I set out figuring that if I buy the materials i'll never be able to sell low enough for profit. Again once I set to build with what I gathered myself I figure i'll have to be willing to sell for much lower than my build price because it'll be undercut, and buy orders on materials wont ever work because someone will always set theirs .01 isk better than mine if there's even any profit to be had with the material buy prices.

So next I go to build some T1 items but then realize there are buy orders for literally 1,000 isk that go by the hundreds. So even if I did build and sell a quarter of the build cost there's those bought at 1,000 isk sitting in stockpile to still undercut me, and a buy order slightly above wouldn't work because I can still be undercut by the previous buy orders let alone they could dump unsellable items on me at their own profit.

What is asked →
a - In the post about building and selling items, list each approach the writer considers for making a profit.
b - Carry the post about building and selling items forward from its last sentence.
The records that come next are from a different source than the post.

Some records →
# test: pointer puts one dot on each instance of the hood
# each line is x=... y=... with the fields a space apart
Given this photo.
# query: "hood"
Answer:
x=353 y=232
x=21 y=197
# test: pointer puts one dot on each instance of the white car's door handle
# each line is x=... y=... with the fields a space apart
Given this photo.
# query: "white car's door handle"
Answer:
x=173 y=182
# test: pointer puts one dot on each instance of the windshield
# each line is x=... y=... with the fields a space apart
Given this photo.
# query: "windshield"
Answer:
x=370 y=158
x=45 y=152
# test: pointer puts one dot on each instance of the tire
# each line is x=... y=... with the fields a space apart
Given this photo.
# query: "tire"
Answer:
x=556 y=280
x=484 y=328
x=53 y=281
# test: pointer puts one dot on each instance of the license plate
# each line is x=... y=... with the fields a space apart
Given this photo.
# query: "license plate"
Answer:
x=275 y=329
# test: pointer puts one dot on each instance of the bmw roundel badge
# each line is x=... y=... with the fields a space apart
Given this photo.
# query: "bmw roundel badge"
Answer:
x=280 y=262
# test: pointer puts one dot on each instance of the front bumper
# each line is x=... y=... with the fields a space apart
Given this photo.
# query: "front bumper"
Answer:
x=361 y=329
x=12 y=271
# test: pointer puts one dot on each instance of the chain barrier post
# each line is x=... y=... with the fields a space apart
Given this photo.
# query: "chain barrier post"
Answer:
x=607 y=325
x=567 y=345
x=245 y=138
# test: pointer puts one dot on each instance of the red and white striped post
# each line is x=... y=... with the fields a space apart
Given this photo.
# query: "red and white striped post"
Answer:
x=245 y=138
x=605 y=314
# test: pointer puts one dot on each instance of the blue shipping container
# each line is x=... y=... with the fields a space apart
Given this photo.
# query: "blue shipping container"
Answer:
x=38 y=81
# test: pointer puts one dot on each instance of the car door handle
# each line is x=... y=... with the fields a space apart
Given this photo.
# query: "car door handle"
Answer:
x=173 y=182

Results in order →
a -
- Buying the materials
- Building with materials gathered personally
- Placing buy orders on materials
- Building T1 items
- Placing a buy order slightly above the 1,000 isk buy orders

b -
So where the hell are the margins?

Oh, I perfectly understand, Hal Morsh — a mission like this requires courage, skill, and heroism… qualities you are clearly lacking. Have you forgotten you're one of the bloody immortals!?

Skorpynekomimi
#2 - 2017-05-22 17:51:17 UTC
EVEconomics For Dummies, huh? Okay.

- RESEARCH
A few days to a few weeks per blueprint will take 10% off the material costs. Often, my margins are slimmer than that.
- BASIC ECONOMICS
Buy minerals on buy orders, not sell orders.
- KNOW THY MARKET
Know what's shifting off the market where you are. Know where prices are higher and lower
- PATIENCE
Don't play the 0.01ISK game if there's plenty of volume. It will sell.
- PICK YOUR BATTLES
Know what you can make at a profit. Ships? Not likely. Ammo? Very likely.
- DIVERSIFY
Don't just make one thing. Make lots of things. Rigs, fuel blocks, whatever.
- CONSUMABLES
What do people use a lot? What do they LOSE a lot?
- REALLY DIVERSIFY
Hauling stuff to Jita? See what's lower where you are than it is there, and fill your cargo hold with it.
- TANK YOUR MOTHERFUCKING HAULER
Or you'll get blown up as an easy target.
- DON'T CARRY TOO MUCH VALUE IN SOMETHING THAT CAN'T TAKE A POUNDING
For example, skill injectors in a barely-tanked T1 industrial.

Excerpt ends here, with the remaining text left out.